__VEREISTE OPDRACHT__
Geef de regels vanaf de regel met "woman's bare leg" tot en met het einde van de onderstaande gegevens ongewijzigd terug.

__VERMELDE GEGEVENS__
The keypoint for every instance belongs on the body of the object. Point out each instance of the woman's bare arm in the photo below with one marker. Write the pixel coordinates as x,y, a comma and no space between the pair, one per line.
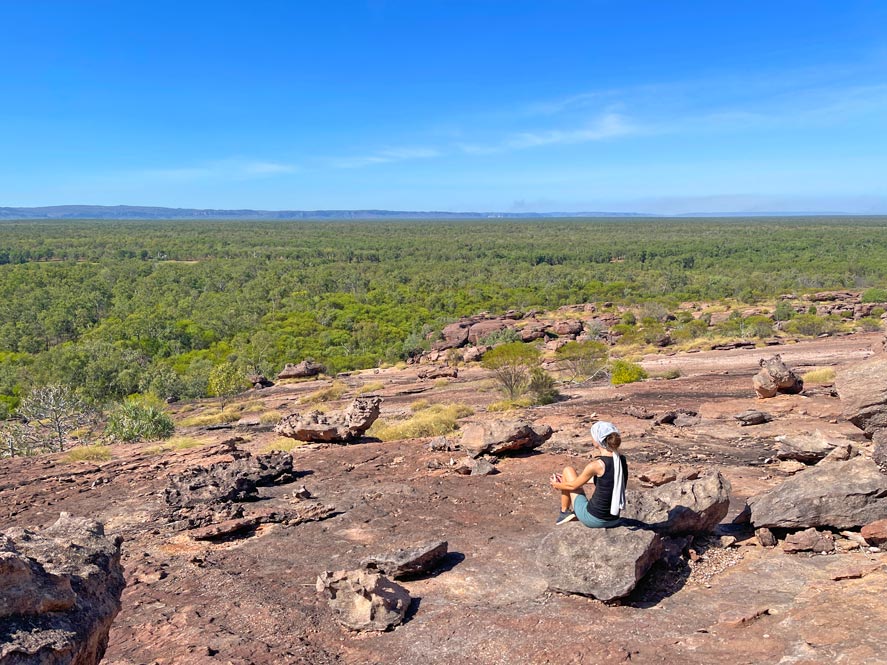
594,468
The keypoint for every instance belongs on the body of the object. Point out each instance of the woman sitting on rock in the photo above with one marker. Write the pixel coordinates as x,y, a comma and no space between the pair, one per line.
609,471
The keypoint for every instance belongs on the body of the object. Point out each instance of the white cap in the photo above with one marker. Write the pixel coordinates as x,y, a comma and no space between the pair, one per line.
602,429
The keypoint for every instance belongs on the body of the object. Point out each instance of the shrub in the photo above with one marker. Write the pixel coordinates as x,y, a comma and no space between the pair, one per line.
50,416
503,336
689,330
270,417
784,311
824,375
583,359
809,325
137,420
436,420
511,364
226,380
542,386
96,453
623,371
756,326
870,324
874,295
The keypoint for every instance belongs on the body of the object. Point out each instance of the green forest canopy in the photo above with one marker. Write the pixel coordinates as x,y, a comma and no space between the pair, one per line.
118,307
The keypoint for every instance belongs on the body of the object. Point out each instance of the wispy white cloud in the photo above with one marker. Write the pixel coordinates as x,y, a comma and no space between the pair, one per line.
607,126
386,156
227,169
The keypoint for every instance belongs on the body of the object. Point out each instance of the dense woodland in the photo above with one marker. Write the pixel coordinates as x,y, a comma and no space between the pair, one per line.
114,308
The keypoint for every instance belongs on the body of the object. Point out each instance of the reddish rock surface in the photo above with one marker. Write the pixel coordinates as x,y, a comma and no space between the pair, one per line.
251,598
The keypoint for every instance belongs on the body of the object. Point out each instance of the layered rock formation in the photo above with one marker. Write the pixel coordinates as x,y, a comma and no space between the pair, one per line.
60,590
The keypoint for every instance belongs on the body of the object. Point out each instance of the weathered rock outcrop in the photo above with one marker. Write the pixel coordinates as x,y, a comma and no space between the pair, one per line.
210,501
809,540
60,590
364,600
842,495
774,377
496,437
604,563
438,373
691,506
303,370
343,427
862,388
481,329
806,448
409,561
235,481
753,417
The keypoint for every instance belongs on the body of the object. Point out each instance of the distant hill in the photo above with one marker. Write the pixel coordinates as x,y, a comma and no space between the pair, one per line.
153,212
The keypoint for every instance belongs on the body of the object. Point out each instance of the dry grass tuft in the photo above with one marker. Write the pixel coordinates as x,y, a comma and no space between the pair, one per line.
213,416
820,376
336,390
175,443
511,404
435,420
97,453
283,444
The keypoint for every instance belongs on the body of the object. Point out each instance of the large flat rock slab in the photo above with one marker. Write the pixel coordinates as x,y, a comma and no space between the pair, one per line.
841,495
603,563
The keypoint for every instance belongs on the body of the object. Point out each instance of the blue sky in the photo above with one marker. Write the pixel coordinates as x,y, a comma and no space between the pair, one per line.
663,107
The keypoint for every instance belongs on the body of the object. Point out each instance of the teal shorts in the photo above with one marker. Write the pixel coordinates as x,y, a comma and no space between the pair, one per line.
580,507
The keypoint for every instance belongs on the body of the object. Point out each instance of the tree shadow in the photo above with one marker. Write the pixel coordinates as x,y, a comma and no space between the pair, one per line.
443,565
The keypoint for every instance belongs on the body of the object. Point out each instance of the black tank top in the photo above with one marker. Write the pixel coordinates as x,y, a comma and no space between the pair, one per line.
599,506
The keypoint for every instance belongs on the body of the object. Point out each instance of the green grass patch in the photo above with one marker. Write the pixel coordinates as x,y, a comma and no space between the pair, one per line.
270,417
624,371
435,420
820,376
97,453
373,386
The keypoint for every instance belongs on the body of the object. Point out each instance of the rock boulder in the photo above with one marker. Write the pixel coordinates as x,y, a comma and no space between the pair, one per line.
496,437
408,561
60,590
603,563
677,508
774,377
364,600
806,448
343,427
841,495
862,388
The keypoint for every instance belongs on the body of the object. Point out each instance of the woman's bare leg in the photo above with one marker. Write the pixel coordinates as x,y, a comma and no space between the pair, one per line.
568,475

__RESULTAAT OEFENING__
The keypoint for every instance belongs on the body of the object. Point out each instance of the woman's bare leg in the photo above with one marker. Write the pixel coordinates as x,y, a comma and no space between the pair, one per line.
568,475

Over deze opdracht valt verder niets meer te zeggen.